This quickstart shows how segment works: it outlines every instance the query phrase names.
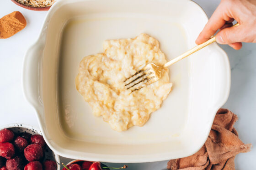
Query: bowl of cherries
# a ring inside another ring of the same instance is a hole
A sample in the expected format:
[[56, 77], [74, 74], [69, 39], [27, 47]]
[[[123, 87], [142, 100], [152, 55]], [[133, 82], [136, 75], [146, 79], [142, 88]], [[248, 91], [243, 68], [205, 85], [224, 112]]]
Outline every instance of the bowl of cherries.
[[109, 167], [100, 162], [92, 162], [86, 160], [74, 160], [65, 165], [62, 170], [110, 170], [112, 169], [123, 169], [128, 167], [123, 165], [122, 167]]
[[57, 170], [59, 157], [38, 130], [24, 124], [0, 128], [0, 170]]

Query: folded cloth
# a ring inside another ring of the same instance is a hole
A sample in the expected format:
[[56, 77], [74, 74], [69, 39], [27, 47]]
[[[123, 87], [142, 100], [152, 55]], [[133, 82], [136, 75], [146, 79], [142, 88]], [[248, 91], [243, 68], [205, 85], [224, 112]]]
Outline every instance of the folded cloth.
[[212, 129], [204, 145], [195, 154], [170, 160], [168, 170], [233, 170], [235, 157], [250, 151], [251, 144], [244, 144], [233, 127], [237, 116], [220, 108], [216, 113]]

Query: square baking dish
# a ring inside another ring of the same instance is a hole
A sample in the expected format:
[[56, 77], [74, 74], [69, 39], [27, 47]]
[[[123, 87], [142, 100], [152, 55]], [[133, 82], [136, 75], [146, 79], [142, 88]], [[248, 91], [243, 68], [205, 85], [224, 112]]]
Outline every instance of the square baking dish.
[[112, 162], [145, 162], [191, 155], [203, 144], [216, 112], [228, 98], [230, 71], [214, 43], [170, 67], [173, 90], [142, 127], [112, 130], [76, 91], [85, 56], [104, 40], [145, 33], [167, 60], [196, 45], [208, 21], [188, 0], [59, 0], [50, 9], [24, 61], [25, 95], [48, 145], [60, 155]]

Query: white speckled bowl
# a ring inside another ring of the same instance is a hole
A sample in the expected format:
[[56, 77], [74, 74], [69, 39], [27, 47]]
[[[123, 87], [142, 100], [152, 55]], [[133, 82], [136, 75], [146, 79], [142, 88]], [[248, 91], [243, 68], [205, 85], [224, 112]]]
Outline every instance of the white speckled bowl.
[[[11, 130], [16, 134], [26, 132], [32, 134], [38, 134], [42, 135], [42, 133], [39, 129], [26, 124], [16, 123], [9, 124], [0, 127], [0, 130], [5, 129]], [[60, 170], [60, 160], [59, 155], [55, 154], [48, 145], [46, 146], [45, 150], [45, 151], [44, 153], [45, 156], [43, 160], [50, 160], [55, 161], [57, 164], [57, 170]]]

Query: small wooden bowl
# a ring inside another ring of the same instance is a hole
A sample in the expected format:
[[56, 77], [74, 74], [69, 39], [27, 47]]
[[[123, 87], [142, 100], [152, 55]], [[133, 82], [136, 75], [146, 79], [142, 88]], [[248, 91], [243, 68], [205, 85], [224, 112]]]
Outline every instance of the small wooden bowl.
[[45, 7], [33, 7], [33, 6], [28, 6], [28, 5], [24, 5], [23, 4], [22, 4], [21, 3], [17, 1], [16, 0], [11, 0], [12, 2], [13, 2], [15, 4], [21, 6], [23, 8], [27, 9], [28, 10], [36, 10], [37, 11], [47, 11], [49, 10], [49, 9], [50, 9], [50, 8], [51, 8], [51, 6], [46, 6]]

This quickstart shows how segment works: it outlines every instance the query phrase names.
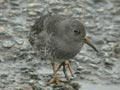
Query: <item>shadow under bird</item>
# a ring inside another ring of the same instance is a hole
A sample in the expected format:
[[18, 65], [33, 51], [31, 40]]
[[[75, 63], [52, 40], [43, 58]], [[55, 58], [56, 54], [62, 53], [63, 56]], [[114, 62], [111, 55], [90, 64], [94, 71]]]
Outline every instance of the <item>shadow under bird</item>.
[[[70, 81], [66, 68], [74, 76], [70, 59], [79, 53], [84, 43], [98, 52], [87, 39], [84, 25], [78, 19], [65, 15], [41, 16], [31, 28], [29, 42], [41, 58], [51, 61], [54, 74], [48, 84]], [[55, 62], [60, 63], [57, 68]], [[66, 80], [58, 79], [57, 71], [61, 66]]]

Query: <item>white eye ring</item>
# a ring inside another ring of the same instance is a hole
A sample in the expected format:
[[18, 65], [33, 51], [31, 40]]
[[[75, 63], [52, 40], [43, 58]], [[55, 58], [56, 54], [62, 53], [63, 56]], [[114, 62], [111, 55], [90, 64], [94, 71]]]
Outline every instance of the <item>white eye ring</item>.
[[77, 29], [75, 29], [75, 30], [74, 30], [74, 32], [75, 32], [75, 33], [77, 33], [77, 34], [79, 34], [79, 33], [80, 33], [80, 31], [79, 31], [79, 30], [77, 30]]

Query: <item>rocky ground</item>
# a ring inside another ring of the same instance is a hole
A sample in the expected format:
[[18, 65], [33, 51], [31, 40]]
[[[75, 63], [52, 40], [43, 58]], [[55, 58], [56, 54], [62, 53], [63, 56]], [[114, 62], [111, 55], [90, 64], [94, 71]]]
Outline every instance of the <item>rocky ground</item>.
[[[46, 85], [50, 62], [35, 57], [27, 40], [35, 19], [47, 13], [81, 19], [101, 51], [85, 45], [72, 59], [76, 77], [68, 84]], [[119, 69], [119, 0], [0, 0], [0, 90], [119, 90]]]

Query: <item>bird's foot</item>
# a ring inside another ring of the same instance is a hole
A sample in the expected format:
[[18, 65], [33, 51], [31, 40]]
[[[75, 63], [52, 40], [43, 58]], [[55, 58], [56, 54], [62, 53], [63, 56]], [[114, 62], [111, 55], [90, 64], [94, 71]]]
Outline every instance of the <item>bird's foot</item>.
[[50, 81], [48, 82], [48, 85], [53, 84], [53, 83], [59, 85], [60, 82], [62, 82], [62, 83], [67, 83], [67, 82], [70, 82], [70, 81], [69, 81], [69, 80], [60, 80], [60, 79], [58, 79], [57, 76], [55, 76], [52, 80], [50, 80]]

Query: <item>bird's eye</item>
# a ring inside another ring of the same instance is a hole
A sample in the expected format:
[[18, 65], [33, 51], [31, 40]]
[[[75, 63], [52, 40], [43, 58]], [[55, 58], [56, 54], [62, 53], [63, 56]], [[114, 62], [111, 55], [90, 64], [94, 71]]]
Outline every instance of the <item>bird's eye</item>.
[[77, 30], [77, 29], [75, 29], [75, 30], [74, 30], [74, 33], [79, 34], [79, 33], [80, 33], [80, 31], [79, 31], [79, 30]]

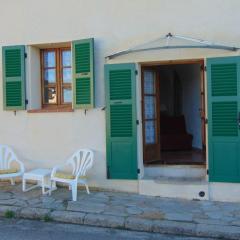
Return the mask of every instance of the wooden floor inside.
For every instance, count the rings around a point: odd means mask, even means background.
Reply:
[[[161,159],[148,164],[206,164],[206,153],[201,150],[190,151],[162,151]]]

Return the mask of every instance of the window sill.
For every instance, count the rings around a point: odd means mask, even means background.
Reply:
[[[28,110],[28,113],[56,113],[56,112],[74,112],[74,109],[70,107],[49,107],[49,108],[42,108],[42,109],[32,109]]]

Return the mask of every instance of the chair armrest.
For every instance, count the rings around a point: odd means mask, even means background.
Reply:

Set problem: Copy out all of the items above verbatim, leaving out the pictures.

Task response:
This quickstart shows how segment works: it outlines every instance the query phrase names.
Query: bowl of cherries
# a ring inside another ring of the same instance is a hole
A sample in the expected format:
[[56, 77], [74, 74], [69, 39], [27, 47]]
[[[123, 87], [142, 100], [152, 55]], [[133, 82], [136, 75], [146, 79], [142, 88]], [[248, 91], [243, 68], [205, 85], [224, 112]]]
Outline every instance of the bowl of cherries.
[[109, 167], [100, 162], [92, 162], [86, 160], [74, 160], [65, 165], [62, 170], [110, 170], [112, 169], [123, 169], [128, 167], [123, 165], [122, 167]]
[[57, 170], [59, 157], [38, 130], [24, 124], [0, 128], [0, 170]]

Query: folded cloth
# a ring inside another ring of the same instance is a hole
A sample in the expected format:
[[56, 77], [74, 74], [69, 39], [27, 47]]
[[[123, 87], [142, 100], [152, 55]], [[133, 82], [136, 75], [146, 79], [142, 88]], [[248, 91], [243, 68], [205, 85], [224, 112]]]
Outline every instance of the folded cloth.
[[212, 129], [204, 145], [195, 154], [170, 160], [168, 170], [233, 170], [235, 157], [250, 151], [251, 144], [244, 144], [233, 127], [237, 116], [220, 108], [216, 113]]

Query: square baking dish
# a ring inside another ring of the same instance is a hole
A sample in the expected format:
[[56, 77], [74, 74], [69, 39], [27, 47]]
[[[123, 87], [142, 100], [152, 55]], [[133, 82], [136, 75], [146, 79], [142, 88]], [[248, 91], [243, 68], [205, 85], [224, 112]]]
Outline every instance of the square baking dish.
[[112, 162], [145, 162], [191, 155], [203, 144], [216, 112], [228, 98], [230, 71], [214, 43], [170, 67], [173, 90], [142, 127], [112, 130], [76, 91], [85, 56], [104, 40], [145, 33], [167, 60], [196, 45], [208, 21], [188, 0], [59, 0], [50, 9], [24, 61], [25, 95], [48, 145], [60, 155]]

Query: white speckled bowl
# a ring inside another ring of the same instance is a hole
A sample in the expected format:
[[56, 77], [74, 74], [69, 39], [27, 47]]
[[[123, 87], [142, 100], [152, 55]], [[133, 82], [136, 75], [146, 79], [142, 88]], [[248, 91], [243, 68], [205, 85], [224, 112]]]
Outline every instance of the white speckled bowl.
[[[11, 130], [16, 134], [26, 132], [32, 134], [38, 134], [42, 135], [42, 133], [39, 129], [26, 124], [16, 123], [9, 124], [0, 127], [0, 130], [5, 129]], [[60, 170], [60, 160], [59, 155], [55, 154], [48, 145], [46, 146], [45, 150], [45, 151], [44, 153], [45, 156], [43, 160], [50, 160], [55, 161], [57, 164], [57, 170]]]

Query: small wooden bowl
# a ring inside another ring of the same instance is a hole
A sample in the expected format:
[[56, 77], [74, 74], [69, 39], [27, 47]]
[[[123, 87], [142, 100], [152, 55]], [[133, 82], [136, 75], [146, 79], [142, 88]], [[248, 91], [243, 68], [205, 85], [224, 112]]]
Outline every instance of the small wooden bowl.
[[45, 7], [33, 7], [33, 6], [28, 6], [28, 5], [24, 5], [23, 4], [22, 4], [21, 3], [17, 1], [16, 0], [11, 0], [12, 2], [13, 2], [15, 4], [21, 6], [23, 8], [27, 9], [28, 10], [36, 10], [37, 11], [47, 11], [49, 10], [49, 9], [50, 9], [50, 8], [51, 8], [51, 6], [46, 6]]

This quickstart shows how segment works: it outlines every instance the query phrase names.
Query: <item>shadow under bird</item>
# a ring inside another ring of the same instance is a hole
A sample in the expected format:
[[18, 65], [33, 51], [31, 40]]
[[[75, 63], [52, 40], [43, 58]], [[55, 58], [56, 54], [62, 53], [63, 56]], [[114, 62], [111, 55], [90, 64], [94, 71]]]
Outline every instance of the <item>shadow under bird</item>.
[[[70, 81], [66, 68], [74, 76], [70, 59], [79, 53], [84, 43], [98, 52], [87, 39], [84, 25], [78, 19], [65, 15], [41, 16], [31, 28], [29, 42], [41, 58], [51, 61], [54, 74], [48, 84]], [[55, 62], [60, 63], [57, 68]], [[66, 80], [58, 79], [57, 71], [61, 66]]]

Query: <item>white eye ring</item>
# a ring inside another ring of the same instance is a hole
A sample in the expected format:
[[18, 65], [33, 51], [31, 40]]
[[[75, 63], [52, 40], [43, 58]], [[55, 58], [56, 54], [62, 53], [63, 56]], [[114, 62], [111, 55], [90, 64], [94, 71]]]
Outline every instance of the <item>white eye ring</item>.
[[77, 29], [75, 29], [75, 30], [74, 30], [74, 32], [75, 32], [75, 33], [77, 33], [77, 34], [79, 34], [79, 33], [80, 33], [80, 31], [79, 31], [79, 30], [77, 30]]

Query: <item>rocky ground</item>
# a ring inside another ring of the same instance is a hole
A sample in the expected format:
[[18, 65], [33, 51], [31, 40]]
[[[75, 63], [52, 40], [43, 58]], [[55, 58], [56, 54], [62, 53], [63, 56]], [[114, 62], [111, 55], [90, 64], [94, 71]]]
Outline every instance of the <item>rocky ground</item>.
[[[46, 85], [50, 62], [35, 57], [27, 40], [35, 19], [47, 13], [81, 19], [101, 51], [85, 45], [72, 59], [76, 77], [68, 84]], [[119, 69], [119, 0], [0, 0], [0, 90], [119, 90]]]

Query: <item>bird's foot</item>
# a ring inside another ring of the same instance is a hole
A sample in the expected format:
[[18, 65], [33, 51], [31, 40]]
[[[75, 63], [52, 40], [43, 58]], [[55, 58], [56, 54], [62, 53], [63, 56]], [[114, 62], [111, 55], [90, 64], [94, 71]]]
Outline every instance of the <item>bird's foot</item>.
[[50, 81], [48, 82], [48, 85], [53, 84], [53, 83], [59, 85], [60, 82], [62, 82], [62, 83], [67, 83], [67, 82], [70, 82], [70, 81], [69, 81], [69, 80], [60, 80], [60, 79], [58, 79], [57, 76], [55, 76], [52, 80], [50, 80]]

Query: <item>bird's eye</item>
# a ring inside another ring of the same instance is a hole
A sample in the expected format:
[[18, 65], [33, 51], [31, 40]]
[[[75, 63], [52, 40], [43, 58]], [[55, 58], [56, 54], [62, 53], [63, 56]], [[114, 62], [111, 55], [90, 64], [94, 71]]]
Outline every instance of the <item>bird's eye</item>.
[[77, 30], [77, 29], [75, 29], [75, 30], [74, 30], [74, 33], [79, 34], [79, 33], [80, 33], [80, 31], [79, 31], [79, 30]]

Return the mask of every instance of the wooden floor inside.
For every instance, count the rings around a point: odd means mask, even means background.
Reply:
[[[161,159],[148,164],[206,164],[206,153],[201,150],[190,151],[162,151]]]

Return the mask of every instance of the window sill.
For every instance, count the rings around a point: odd means mask, even means background.
Reply:
[[[28,110],[28,113],[56,113],[56,112],[74,112],[74,109],[70,107],[49,107],[49,108],[42,108],[42,109],[32,109]]]

Return the mask of every instance of the chair armrest.
For every instance, count the rings around a point: odd means mask, even means background.
Reply:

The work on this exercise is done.